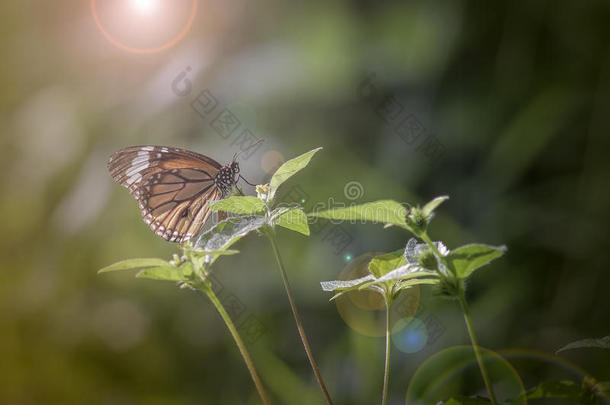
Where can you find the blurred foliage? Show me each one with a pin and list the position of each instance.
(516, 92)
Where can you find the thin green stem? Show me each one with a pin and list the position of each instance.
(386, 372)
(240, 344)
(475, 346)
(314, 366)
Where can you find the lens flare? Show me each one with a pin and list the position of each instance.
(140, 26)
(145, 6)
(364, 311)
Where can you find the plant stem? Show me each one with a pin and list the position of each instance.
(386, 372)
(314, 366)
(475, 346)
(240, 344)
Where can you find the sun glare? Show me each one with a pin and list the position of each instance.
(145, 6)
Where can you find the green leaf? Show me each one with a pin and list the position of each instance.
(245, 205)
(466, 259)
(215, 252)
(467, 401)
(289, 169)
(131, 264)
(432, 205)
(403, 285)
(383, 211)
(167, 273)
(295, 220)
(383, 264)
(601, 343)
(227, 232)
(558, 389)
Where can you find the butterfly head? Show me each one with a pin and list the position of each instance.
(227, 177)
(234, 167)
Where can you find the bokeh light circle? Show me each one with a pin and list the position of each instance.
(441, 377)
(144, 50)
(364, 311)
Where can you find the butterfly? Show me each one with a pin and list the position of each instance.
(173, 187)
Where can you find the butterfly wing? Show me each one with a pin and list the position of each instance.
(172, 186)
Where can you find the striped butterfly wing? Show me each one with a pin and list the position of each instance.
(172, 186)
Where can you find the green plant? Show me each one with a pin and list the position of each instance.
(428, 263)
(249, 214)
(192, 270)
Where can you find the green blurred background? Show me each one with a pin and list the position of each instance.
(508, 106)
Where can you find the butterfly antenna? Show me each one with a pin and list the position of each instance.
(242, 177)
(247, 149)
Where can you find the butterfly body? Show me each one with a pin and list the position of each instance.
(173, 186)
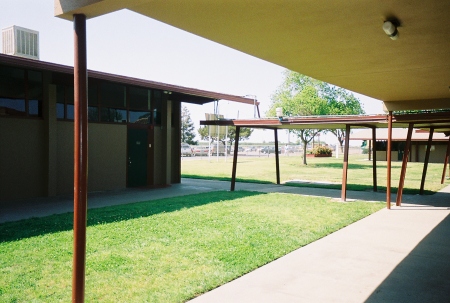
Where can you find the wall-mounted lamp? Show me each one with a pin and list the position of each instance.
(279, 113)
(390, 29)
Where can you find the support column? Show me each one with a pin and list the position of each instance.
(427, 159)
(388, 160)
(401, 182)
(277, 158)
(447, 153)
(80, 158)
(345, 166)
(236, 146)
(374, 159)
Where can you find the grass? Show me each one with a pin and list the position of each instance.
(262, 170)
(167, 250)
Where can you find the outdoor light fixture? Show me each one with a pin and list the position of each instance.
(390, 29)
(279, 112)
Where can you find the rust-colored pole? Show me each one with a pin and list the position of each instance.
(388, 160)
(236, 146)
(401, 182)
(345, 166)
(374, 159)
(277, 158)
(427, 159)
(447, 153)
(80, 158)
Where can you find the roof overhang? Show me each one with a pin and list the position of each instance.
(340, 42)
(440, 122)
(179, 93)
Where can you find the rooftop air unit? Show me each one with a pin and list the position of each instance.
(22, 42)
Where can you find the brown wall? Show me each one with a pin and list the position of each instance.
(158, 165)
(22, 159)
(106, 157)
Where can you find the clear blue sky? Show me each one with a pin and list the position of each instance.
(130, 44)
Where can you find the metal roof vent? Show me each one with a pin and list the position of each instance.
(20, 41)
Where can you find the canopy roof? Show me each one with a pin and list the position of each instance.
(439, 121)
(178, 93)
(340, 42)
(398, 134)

--

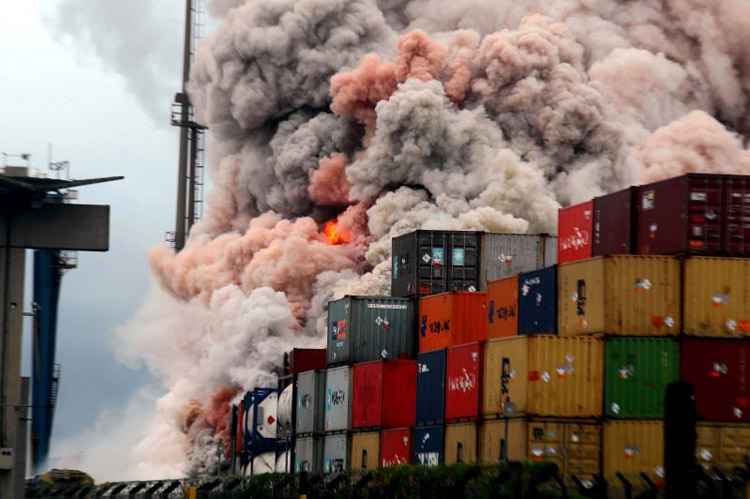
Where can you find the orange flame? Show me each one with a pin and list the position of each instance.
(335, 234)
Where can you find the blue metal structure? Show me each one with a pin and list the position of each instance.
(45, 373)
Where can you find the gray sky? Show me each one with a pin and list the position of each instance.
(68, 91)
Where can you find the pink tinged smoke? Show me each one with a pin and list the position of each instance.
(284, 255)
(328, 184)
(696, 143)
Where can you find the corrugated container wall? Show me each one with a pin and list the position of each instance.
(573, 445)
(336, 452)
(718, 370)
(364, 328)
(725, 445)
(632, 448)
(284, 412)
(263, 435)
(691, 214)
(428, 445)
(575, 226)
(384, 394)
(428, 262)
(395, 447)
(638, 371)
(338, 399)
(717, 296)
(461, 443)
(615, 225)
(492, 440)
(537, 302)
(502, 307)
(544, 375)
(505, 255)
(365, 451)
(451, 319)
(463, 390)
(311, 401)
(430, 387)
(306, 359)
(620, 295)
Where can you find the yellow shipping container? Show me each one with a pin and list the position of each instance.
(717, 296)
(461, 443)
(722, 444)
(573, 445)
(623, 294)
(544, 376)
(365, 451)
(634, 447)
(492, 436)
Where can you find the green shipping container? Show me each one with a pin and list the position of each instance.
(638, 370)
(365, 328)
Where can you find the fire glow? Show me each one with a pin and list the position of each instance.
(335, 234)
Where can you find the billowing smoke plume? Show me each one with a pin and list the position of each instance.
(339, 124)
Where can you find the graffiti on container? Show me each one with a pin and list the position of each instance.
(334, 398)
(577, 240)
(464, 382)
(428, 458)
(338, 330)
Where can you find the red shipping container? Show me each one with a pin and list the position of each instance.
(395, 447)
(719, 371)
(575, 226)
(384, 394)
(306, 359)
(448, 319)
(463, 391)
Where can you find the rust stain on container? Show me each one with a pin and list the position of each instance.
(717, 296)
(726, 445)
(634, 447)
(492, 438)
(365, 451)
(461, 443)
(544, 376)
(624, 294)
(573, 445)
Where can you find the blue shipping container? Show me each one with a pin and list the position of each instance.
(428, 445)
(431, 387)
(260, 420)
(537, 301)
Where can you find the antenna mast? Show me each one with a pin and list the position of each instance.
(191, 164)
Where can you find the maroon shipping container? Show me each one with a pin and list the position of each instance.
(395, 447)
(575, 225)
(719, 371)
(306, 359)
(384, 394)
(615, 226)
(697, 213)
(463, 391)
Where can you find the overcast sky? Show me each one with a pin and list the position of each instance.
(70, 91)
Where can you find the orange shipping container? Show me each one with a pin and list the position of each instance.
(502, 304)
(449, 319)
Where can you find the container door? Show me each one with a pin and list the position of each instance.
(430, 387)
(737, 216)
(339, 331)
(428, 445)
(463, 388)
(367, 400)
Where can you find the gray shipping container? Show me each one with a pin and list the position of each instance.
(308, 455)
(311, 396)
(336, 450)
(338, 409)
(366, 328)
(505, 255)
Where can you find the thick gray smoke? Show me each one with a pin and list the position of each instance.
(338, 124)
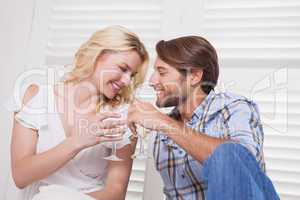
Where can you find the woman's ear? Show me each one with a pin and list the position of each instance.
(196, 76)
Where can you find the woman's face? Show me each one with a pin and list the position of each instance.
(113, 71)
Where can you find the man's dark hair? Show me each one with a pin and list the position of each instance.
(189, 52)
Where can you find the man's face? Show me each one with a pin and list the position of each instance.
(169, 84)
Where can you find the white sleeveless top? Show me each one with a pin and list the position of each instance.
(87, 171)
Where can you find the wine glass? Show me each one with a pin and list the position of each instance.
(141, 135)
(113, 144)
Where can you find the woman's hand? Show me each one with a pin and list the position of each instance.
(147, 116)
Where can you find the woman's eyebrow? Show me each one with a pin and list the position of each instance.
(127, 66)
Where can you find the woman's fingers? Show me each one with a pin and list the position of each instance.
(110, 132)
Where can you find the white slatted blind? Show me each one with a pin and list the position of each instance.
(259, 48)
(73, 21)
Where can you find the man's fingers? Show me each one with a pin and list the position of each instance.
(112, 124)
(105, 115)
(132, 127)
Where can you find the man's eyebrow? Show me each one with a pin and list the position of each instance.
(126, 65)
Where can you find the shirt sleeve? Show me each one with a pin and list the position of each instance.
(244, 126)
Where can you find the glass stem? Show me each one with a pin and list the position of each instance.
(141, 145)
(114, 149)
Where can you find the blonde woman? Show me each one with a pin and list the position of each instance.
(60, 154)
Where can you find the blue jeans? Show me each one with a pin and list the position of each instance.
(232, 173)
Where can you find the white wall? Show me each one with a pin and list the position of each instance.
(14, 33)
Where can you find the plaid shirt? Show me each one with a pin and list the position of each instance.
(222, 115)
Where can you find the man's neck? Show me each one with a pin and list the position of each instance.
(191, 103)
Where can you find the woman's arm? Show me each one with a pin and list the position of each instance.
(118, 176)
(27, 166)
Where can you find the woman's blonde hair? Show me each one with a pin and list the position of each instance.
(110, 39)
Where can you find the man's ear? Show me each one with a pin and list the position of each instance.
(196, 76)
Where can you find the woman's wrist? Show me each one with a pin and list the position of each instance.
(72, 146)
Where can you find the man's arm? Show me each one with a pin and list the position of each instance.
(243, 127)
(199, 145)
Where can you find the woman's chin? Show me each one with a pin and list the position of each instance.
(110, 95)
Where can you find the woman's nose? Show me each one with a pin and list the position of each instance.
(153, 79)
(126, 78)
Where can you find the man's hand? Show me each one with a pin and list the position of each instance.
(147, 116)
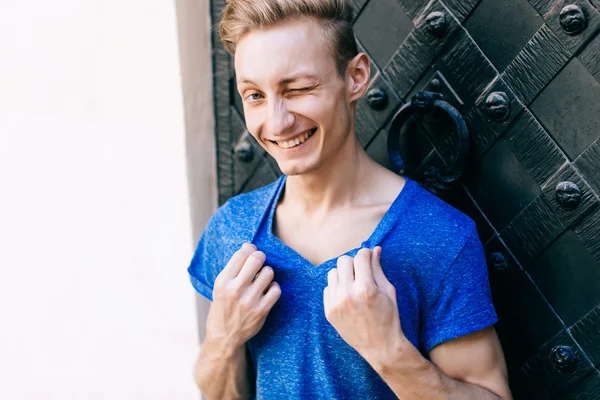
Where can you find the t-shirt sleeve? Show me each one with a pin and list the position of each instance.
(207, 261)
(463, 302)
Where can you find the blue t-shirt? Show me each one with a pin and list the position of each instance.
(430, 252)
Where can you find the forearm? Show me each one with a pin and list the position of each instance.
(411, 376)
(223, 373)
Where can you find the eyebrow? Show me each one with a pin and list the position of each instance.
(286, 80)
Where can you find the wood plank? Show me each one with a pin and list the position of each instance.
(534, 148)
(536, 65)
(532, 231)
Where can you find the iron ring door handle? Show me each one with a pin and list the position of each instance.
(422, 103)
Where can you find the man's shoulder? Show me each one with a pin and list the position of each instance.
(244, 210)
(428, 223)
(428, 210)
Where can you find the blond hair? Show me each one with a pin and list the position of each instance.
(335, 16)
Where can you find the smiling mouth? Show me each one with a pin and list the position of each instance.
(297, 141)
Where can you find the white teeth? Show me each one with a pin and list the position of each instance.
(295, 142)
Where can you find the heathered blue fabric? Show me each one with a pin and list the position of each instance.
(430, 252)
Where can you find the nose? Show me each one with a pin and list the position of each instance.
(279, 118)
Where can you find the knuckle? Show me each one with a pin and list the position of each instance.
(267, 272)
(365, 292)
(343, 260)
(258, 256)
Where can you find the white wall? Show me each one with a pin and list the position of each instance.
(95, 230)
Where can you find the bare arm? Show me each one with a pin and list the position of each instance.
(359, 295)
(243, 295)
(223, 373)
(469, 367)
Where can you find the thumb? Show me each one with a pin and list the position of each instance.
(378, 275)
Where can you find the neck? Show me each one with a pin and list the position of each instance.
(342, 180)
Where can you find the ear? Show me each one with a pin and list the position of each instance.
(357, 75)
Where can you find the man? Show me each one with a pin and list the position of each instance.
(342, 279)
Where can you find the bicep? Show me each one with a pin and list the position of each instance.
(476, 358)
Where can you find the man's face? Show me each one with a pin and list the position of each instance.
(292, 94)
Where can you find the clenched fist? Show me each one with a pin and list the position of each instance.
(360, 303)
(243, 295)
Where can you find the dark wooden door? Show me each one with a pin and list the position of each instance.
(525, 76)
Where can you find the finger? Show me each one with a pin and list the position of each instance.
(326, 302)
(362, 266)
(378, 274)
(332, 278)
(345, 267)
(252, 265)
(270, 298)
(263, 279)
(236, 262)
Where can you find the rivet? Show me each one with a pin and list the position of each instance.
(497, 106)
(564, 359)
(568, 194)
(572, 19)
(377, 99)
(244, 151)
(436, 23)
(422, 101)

> [Short task] Pull out every line of the records that contains the word "dark", and copy each one in full.

> [Exercise output]
Where can you find the man's dark hair? Show me each one with a pin and list the position of each instance.
Where can you find the dark wooden door? Show me each one with a pin and list the position of each instance.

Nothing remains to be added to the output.